SUPPLIED MATERIAL
● ● ●
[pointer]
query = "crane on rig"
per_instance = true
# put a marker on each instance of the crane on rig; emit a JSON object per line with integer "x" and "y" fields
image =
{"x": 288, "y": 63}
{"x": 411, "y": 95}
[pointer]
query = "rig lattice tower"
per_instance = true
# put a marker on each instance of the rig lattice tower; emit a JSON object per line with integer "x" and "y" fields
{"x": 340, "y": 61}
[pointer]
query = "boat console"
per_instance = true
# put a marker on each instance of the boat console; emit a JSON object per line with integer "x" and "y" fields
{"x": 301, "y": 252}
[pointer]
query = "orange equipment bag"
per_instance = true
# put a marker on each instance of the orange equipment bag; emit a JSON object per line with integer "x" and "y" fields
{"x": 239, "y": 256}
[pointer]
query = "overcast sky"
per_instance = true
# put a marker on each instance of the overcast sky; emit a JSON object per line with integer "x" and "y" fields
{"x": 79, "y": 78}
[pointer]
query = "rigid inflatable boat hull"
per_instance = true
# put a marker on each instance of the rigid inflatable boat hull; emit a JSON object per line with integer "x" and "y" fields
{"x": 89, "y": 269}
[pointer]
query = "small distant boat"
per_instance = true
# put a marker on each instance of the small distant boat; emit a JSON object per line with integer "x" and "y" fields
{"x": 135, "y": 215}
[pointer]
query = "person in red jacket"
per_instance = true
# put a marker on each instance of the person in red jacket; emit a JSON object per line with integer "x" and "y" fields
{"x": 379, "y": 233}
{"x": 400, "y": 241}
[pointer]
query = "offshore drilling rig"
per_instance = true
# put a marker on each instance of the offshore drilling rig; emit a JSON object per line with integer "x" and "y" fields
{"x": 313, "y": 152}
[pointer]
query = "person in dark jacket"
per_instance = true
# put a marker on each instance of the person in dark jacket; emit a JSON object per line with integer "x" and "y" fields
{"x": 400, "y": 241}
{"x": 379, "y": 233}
● ● ●
WHAT IS EXPECTED
Output all records verbatim.

SOLUTION
[pointer]
query = "crane on rig"
per_instance = true
# put a marker on each instance of the crane on rig; emit a JSON object per line with integer "x" and "y" fields
image =
{"x": 288, "y": 63}
{"x": 411, "y": 95}
[pointer]
query = "rig lattice tower"
per_instance = true
# put a marker on each instance of the rig lattice tower; emit a JSON object per line with integer "x" and "y" fields
{"x": 340, "y": 61}
[pointer]
query = "boat console"
per_instance = true
# put a marker on each instance of the boat console; emit a JSON object per line with integer "x" and "y" fields
{"x": 301, "y": 252}
[pointer]
query = "orange equipment bag"
per_instance = true
# put a marker on each instance of the orange equipment bag; emit a JSON object per line with integer "x" and "y" fields
{"x": 239, "y": 256}
[pointer]
query = "overcast sky"
per_instance = true
# put a marker on each instance of the overcast sky; emit a JSON object per line with integer "x" and "y" fields
{"x": 79, "y": 78}
[pointer]
query = "rigid inflatable boat hull"
per_instance = true
# put a marker on each instance of the rigid inflatable boat hull; emit a JSON object per line with integer "x" and "y" fields
{"x": 89, "y": 269}
[pointer]
query = "small distant boat"
per_instance = true
# put a marker on each instance of the small distant boat; emit a JSON object per line with integer "x" and "y" fields
{"x": 135, "y": 215}
[pointer]
query = "person in red jacket"
per_instance = true
# put a marker on each instance of the person in red jacket; emit a JSON object per line with integer "x" and "y" fields
{"x": 379, "y": 233}
{"x": 400, "y": 241}
[pointer]
query = "offshore drilling rig"
per_instance = true
# put a marker on each instance of the offshore drilling rig; emit a JSON object per line with integer "x" and "y" fields
{"x": 313, "y": 152}
[pointer]
query = "person in dark jacket"
per_instance = true
# put a marker on each instance of the person in dark jacket; emit a JSON object per line with integer "x" and "y" fields
{"x": 400, "y": 241}
{"x": 379, "y": 233}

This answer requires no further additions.